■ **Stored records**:
- - - -

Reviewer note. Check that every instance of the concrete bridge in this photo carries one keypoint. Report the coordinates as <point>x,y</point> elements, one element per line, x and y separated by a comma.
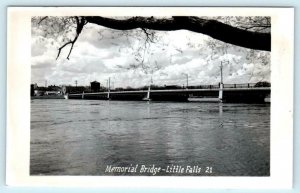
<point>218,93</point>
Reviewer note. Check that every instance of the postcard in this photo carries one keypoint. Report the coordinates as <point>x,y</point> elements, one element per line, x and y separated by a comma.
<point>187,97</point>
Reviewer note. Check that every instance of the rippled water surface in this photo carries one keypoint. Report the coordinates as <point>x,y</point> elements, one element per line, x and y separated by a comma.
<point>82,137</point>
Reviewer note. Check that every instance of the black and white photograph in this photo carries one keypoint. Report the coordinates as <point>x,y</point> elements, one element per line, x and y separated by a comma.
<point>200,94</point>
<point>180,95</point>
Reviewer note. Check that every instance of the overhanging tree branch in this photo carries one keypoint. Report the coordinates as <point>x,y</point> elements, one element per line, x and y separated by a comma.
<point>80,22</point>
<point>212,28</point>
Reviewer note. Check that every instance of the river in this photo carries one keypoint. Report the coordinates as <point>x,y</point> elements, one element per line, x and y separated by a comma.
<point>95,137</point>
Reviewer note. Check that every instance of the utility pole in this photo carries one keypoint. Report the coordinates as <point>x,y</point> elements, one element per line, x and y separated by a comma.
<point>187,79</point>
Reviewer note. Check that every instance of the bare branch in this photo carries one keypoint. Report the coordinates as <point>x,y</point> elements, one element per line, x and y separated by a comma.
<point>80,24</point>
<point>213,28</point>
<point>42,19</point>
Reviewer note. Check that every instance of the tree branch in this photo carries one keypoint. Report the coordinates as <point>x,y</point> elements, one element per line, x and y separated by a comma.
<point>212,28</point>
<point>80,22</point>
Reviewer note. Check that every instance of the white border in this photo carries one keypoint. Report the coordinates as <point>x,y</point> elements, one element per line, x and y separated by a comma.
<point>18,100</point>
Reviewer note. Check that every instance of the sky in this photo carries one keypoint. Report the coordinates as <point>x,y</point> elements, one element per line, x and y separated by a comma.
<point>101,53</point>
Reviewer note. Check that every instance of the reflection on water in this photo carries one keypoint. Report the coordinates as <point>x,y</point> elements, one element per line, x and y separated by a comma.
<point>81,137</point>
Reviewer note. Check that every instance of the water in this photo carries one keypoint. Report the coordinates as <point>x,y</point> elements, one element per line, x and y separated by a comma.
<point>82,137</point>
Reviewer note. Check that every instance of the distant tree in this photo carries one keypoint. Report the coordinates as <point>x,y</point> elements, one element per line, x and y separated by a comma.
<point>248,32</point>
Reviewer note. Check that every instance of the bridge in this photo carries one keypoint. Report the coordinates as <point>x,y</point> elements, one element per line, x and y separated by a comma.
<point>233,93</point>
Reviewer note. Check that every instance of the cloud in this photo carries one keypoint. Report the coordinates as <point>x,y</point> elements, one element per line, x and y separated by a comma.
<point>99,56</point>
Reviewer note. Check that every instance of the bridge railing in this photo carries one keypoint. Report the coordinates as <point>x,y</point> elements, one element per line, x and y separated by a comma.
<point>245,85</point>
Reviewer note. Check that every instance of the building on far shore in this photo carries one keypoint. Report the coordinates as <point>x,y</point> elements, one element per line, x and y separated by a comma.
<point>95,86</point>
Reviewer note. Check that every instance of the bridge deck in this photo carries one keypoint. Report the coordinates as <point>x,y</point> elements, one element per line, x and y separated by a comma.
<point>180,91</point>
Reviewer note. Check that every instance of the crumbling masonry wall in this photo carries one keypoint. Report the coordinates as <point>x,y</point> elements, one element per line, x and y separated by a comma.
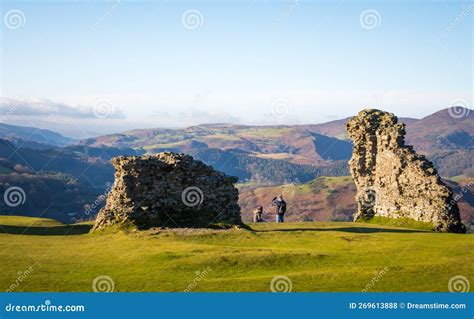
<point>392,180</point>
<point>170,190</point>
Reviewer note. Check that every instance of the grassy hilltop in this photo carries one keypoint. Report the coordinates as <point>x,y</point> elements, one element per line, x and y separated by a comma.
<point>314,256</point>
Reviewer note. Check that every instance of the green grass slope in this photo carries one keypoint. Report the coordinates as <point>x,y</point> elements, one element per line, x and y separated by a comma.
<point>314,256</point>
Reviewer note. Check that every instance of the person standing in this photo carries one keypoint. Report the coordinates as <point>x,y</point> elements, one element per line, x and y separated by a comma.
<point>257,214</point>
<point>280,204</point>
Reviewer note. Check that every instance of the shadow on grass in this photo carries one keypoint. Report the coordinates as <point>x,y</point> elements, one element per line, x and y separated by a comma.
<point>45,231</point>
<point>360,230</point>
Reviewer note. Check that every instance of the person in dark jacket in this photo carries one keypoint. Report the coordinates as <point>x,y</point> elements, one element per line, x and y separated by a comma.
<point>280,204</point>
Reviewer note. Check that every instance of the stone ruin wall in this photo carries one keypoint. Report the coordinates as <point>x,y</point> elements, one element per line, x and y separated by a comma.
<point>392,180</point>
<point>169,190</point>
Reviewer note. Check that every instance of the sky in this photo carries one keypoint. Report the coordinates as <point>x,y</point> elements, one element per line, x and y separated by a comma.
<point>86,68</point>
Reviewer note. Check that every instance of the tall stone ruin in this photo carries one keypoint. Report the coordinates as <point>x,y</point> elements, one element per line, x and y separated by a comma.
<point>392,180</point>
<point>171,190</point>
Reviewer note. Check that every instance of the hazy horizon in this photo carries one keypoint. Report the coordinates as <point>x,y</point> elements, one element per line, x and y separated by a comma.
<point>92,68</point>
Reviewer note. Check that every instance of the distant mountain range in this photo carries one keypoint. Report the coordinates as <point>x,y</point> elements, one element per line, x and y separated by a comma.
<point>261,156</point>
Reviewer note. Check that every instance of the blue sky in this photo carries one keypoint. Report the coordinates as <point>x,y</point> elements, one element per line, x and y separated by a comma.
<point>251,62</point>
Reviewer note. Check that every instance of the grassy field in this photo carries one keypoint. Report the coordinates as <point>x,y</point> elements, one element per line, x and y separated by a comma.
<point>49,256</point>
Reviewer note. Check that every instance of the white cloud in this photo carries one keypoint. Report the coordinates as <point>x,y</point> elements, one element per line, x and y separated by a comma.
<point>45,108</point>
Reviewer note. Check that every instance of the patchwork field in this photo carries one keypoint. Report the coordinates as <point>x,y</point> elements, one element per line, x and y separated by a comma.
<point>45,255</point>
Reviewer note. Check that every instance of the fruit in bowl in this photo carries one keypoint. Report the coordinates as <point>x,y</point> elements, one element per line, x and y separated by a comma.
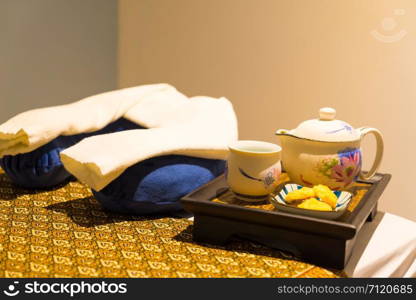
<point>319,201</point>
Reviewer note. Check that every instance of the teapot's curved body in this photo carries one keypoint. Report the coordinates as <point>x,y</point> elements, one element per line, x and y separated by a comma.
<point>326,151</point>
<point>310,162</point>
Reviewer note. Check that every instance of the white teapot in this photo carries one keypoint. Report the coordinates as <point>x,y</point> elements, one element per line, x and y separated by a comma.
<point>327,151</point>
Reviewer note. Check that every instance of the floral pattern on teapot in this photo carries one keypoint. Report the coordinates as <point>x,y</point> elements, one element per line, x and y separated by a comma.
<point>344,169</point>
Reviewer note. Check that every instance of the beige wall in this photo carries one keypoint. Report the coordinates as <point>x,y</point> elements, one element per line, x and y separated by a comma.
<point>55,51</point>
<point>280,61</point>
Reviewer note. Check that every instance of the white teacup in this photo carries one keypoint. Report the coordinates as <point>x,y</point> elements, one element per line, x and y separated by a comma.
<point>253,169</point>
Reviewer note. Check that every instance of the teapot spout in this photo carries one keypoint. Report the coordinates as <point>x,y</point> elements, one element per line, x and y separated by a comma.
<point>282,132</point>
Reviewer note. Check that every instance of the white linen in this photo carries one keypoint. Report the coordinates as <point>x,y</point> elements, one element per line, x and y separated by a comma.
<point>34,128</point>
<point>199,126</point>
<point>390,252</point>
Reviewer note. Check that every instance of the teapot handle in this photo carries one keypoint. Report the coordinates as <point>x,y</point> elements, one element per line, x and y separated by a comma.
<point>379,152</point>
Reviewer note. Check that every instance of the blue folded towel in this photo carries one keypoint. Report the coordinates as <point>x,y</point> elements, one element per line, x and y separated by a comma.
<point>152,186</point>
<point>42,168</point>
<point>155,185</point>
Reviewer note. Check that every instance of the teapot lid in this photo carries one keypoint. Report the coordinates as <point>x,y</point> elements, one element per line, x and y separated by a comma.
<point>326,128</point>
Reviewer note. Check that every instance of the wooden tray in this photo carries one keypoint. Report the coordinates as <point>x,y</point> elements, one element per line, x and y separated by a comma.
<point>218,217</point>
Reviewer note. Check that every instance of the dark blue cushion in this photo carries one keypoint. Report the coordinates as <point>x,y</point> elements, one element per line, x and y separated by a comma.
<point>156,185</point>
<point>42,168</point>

- - - -

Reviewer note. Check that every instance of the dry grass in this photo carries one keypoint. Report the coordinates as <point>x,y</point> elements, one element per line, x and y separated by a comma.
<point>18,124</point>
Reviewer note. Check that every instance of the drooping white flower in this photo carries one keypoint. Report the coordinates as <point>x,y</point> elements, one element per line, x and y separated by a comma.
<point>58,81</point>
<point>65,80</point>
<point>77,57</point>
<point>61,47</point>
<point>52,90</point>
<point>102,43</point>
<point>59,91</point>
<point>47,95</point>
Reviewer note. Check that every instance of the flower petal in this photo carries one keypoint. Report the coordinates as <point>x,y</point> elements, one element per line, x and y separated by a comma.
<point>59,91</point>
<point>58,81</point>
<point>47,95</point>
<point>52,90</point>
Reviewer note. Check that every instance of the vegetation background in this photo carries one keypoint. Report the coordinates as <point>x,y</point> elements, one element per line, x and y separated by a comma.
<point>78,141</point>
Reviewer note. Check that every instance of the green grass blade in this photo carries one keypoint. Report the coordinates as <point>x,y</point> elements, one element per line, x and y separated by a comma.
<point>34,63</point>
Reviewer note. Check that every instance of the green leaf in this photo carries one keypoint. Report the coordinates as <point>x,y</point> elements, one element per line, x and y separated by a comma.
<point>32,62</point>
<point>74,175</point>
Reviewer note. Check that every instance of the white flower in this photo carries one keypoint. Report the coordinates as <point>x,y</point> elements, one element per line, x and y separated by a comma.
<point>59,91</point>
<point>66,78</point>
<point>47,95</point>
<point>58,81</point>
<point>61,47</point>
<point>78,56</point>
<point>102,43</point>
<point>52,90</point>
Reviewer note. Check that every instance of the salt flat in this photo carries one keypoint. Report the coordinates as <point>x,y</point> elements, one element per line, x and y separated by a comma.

- - - -

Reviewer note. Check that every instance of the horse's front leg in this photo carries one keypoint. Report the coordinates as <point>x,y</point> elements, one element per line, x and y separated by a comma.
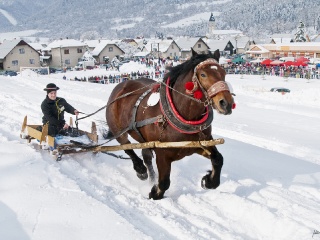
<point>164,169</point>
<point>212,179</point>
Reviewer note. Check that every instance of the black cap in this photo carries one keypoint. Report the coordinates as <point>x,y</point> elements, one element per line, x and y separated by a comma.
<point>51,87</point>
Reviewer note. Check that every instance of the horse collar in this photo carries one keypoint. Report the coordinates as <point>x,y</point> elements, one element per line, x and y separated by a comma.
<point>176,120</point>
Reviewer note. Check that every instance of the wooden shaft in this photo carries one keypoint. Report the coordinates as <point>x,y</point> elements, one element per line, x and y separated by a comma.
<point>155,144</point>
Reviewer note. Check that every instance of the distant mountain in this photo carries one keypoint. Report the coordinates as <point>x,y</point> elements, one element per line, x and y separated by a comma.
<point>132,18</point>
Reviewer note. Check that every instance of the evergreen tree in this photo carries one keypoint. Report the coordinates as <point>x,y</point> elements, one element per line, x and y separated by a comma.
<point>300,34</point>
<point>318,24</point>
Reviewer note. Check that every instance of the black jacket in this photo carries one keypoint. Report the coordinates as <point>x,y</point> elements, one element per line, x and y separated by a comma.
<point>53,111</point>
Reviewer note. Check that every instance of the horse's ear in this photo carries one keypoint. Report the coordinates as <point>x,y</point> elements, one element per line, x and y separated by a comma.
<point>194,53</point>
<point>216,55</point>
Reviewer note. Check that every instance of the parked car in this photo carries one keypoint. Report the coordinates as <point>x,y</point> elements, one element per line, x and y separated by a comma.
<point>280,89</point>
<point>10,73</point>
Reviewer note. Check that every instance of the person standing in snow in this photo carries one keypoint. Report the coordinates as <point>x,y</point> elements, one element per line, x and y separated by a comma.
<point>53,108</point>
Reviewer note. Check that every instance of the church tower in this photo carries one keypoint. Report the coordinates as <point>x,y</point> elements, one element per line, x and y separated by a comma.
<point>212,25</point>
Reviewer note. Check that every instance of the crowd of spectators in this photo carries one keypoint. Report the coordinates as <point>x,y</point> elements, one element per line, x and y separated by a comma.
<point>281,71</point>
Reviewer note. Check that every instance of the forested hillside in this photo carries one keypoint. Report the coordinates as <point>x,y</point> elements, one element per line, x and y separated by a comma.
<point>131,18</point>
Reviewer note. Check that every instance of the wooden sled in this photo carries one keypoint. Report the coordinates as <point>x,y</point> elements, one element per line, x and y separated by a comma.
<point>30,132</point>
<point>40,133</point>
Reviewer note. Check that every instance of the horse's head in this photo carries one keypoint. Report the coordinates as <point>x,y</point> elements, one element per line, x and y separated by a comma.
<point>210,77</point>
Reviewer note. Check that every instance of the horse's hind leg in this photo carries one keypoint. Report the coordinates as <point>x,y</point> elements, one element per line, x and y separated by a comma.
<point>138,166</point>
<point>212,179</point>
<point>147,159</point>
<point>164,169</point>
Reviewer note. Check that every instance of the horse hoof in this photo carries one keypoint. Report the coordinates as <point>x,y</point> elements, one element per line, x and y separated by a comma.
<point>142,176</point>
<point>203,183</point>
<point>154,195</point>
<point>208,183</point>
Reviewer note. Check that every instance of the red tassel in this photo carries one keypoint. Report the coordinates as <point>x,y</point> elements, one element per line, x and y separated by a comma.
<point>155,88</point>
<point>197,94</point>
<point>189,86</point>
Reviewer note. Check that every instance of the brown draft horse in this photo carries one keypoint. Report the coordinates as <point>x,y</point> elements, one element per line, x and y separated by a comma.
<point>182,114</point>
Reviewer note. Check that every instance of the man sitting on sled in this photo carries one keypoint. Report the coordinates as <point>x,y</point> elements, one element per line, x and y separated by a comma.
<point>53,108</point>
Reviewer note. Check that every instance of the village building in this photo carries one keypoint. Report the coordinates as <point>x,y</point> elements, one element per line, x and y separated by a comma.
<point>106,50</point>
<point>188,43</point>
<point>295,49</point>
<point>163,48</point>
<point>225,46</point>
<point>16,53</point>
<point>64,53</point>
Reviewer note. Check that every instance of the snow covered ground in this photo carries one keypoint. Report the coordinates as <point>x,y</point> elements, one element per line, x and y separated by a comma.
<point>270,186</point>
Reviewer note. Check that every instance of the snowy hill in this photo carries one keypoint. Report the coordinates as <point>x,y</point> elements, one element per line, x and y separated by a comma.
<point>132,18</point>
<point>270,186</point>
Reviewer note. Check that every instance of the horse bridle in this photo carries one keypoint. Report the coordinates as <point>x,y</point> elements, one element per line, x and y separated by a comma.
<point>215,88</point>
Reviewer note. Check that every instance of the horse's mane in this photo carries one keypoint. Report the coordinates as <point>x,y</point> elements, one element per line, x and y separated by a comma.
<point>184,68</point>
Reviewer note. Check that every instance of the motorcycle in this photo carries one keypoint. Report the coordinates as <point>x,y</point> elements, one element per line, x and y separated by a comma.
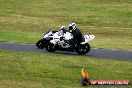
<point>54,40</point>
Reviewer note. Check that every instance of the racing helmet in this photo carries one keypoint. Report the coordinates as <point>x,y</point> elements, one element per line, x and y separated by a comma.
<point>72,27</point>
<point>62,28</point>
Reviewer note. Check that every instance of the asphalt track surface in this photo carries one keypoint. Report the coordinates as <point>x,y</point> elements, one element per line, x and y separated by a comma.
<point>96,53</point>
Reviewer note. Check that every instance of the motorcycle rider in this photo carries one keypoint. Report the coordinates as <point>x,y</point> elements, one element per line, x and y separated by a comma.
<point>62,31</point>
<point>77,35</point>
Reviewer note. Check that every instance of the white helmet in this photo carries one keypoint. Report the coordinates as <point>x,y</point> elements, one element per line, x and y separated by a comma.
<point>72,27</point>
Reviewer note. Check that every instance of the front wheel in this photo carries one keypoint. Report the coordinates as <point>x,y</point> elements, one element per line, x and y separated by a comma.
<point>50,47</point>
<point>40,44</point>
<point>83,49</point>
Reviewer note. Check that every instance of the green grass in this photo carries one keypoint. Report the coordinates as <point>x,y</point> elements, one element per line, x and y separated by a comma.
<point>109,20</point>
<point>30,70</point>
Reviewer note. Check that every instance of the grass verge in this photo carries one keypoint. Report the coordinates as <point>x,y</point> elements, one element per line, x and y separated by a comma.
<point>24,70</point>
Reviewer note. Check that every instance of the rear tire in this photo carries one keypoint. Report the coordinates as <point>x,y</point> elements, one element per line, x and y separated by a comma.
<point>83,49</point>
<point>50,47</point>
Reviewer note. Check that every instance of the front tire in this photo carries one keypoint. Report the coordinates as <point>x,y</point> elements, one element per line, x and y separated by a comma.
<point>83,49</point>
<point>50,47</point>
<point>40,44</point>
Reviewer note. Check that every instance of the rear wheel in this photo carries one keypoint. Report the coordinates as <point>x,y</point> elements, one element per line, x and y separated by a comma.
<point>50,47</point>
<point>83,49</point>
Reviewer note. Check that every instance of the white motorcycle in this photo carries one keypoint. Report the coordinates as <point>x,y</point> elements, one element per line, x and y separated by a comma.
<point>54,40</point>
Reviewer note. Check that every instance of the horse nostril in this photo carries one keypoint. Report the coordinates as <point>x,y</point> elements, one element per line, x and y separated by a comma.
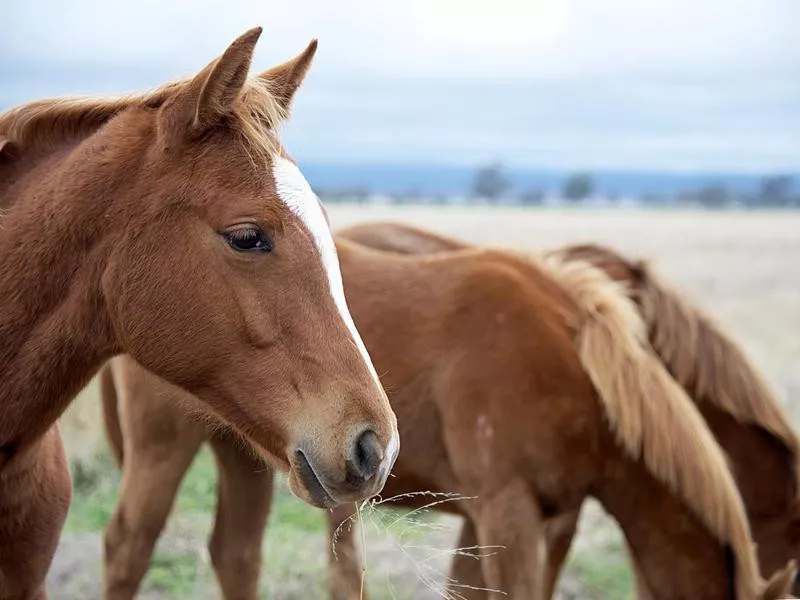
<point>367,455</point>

- - - -

■ **WRITTEN EXERCISE**: Render the lines as a Markdown table with the columns Row and Text, numbering each row and leaving out blank lines. Begin at the line that has "Reviewer note. Check that every instance of the snow covered" and stop after the line that has "<point>215,88</point>".

■ **OUTPUT**:
| Row | Text |
|---|---|
| 1 | Reviewer note. Check that every instance of the snow covered ground in this photo carries one keypoint. Report the coordinates as <point>x,y</point> elements, one element per line, x and y separated by a comma. |
| 2 | <point>270,186</point> |
| 3 | Reviewer note. Check that every instance of the snowy hill in this photo carries one keypoint. Report the coordinates as <point>x,y</point> elements, one element per line, x and y separated by a comma. |
| 4 | <point>132,18</point> |
| 5 | <point>270,186</point> |
| 6 | Reviewer note. Check that every instance of the horse bridle in this photo carries one keypoint. Report the coordinates as <point>x,y</point> elements, one element per line, x and y separated by a comma. |
| 7 | <point>215,88</point> |